Task directions
Transcribe every line, keeping it exact.

(Some records)
=-=-=

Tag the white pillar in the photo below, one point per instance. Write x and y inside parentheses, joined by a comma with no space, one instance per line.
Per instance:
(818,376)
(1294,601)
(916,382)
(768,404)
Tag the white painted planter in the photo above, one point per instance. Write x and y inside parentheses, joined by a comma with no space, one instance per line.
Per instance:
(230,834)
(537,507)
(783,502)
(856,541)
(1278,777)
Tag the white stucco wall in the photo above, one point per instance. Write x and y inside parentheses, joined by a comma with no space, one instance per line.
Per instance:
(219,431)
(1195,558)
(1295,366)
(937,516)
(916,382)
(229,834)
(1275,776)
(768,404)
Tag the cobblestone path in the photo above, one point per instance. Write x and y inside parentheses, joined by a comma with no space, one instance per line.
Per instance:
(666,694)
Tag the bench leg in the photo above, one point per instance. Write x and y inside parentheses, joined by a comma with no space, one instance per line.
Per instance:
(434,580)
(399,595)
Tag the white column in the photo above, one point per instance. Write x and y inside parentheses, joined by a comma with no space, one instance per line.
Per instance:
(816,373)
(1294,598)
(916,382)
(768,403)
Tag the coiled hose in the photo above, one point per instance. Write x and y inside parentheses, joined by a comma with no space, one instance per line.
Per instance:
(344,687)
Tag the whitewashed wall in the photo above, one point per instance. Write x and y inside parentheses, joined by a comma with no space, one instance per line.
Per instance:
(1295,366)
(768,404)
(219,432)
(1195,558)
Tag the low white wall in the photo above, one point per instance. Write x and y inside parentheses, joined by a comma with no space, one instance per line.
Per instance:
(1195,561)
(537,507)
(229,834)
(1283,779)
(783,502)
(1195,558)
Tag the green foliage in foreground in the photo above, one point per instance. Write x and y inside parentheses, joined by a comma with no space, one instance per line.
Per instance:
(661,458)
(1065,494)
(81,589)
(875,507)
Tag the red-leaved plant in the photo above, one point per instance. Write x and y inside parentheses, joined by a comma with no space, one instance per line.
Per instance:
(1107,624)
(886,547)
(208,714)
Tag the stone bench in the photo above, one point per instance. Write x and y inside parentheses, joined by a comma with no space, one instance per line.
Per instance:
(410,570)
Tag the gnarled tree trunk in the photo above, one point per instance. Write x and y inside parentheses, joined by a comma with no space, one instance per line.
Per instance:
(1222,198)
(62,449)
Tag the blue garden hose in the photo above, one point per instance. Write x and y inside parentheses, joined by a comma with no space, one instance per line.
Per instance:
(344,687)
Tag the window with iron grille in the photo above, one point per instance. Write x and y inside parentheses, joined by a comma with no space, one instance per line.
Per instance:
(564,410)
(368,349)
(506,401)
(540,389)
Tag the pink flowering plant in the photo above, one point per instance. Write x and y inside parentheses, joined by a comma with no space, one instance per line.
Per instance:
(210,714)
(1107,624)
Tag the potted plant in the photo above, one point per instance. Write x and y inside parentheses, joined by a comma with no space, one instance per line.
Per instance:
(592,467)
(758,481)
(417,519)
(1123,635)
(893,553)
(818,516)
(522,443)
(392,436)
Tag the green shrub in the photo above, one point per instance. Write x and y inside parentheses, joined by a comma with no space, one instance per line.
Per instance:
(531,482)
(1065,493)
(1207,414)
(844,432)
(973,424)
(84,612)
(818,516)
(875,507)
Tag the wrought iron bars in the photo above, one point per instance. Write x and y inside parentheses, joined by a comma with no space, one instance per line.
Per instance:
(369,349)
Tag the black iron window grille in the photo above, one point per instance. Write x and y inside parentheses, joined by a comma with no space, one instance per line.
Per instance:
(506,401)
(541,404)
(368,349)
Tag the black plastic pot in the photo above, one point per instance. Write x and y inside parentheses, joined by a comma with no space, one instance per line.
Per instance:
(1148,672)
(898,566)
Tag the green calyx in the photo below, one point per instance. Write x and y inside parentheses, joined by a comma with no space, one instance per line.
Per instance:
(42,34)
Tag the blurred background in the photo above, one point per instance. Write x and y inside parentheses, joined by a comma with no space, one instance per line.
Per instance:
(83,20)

=-=-=

Exercise result
Tag the white pillar in the photo below, one point per instance. Write x and y inside parentheses, joined by a comma with no space, one instance per line.
Per instance:
(818,376)
(1294,601)
(916,382)
(768,404)
Tag the white painted planter in the photo above, one point per instance. Write x and y inside parentheses, joined by a comma with no space, one instance per line.
Per instance:
(230,834)
(537,507)
(783,502)
(856,541)
(1278,777)
Tag the white stucco wall in the photo above, one point per instance. Write x and y inside parentheses, joined by a comma with no space, one instance per line.
Per instance:
(219,431)
(1195,558)
(1295,366)
(937,516)
(916,382)
(229,834)
(1275,776)
(768,404)
Tag the cobblestone path in the photo above, one point per instance. Write x and y inside parentheses, joined by a comma with no space, one instance per line.
Per instance:
(666,694)
Tag the bench leg in the photo above, one point per instance. Write x and y inside parentheses, joined by a comma with no space, one instance per line.
Per instance:
(434,580)
(399,595)
Tag the white column in the photo above, one point per instance. Write x and y inside parentheses, joined by a comma with no space, one instance per line.
Per instance:
(816,373)
(1294,598)
(916,382)
(768,403)
Tag the coiled hose in the photo above, one point per instance. Write x and y inside parentheses, joined by a comma with no space, one instance per line.
Per instance:
(344,687)
Tag the whitewashed wall in the photo above, one point per instance. Write x and y inside parentheses, joined by a comma with no space, one instance per line.
Per instance:
(1295,366)
(768,404)
(219,432)
(1195,558)
Tag the low white wall in the photo above, one point per instance. Write x and y inside parentheses, joined by a comma with no space, one instance per line.
Per instance:
(1195,561)
(537,507)
(229,834)
(1283,779)
(783,502)
(1195,558)
Tag the green foliage in foreground in the photo above, one point per instance. Write x and y inside parentheses, joined by a comma with no space, one instance per line.
Per instance:
(661,458)
(1065,494)
(81,589)
(875,507)
Tag the red-leaved plant in the photo above, one point per instance. Write x and y inside parentheses, joined by a comma with no space, one instance per line.
Per instance:
(1107,624)
(886,547)
(208,714)
Tag the stone bench in the photo above, one point per instance. Write x and y inside parentheses, joined by a comma with no space, one instance per line.
Per instance:
(410,570)
Tag the gnarled tree trunk in the photo above, one point per instance. Write x and y inside parentheses, joined by a comma with no space, one instance per line.
Per instance:
(1222,198)
(62,449)
Tag the blue garden hose in the photo above, one point per instance. Write x and y inside parentheses, joined by a comma with no space, one instance per line.
Per instance:
(344,687)
Tag the window with iron grille in the photo above, one point per instance. Write x and y inside parentheses, joined by a comma with no space, one instance per line.
Per instance:
(564,410)
(368,349)
(506,401)
(540,389)
Tag the pink flowering plant in the photo above, one point per instance. Write x and y inside parentheses, joined by a comma with no space, one instance per line.
Per instance:
(210,714)
(1107,624)
Tag the potted plant in the photo above, one point per instance. Write x and y inside parentheses, joined by a comma with no space, one instance per line.
Per instance:
(592,467)
(758,481)
(417,519)
(1123,635)
(893,553)
(818,516)
(522,443)
(392,436)
Tag the green shrub in the photo above, one point per instance. Write x and y inside parentheses, joined by a comma with no space, one instance per line.
Per instance:
(531,482)
(1065,493)
(1207,414)
(844,432)
(973,424)
(84,612)
(818,516)
(875,507)
Tag the wrought iron bars in the photo above, one point per instance. Write x and y inside parentheses, joined by a comma with no space, one instance per line.
Per instance:
(369,349)
Tag the black iron window grille in the photo above, one point per instance. Write x and y inside parentheses, joined by a comma with no space, one instance per line.
Per instance:
(506,401)
(541,404)
(368,349)
Tag the black plastic pot in the photo above, one point per instance. Write x and y inside parentheses, joined by a comma with no space, one instance per line.
Per instance:
(1148,672)
(898,566)
Tag the green calyx in the photo below, one point per instance. Write x and y inside parentheses, joined by a comma with no space, one instance per line.
Per instance:
(42,34)
Tag the blurred background in the photo above, one point per instance. Write x and y inside parentheses, joined by a comma with no space, one instance per line.
Per instance:
(83,20)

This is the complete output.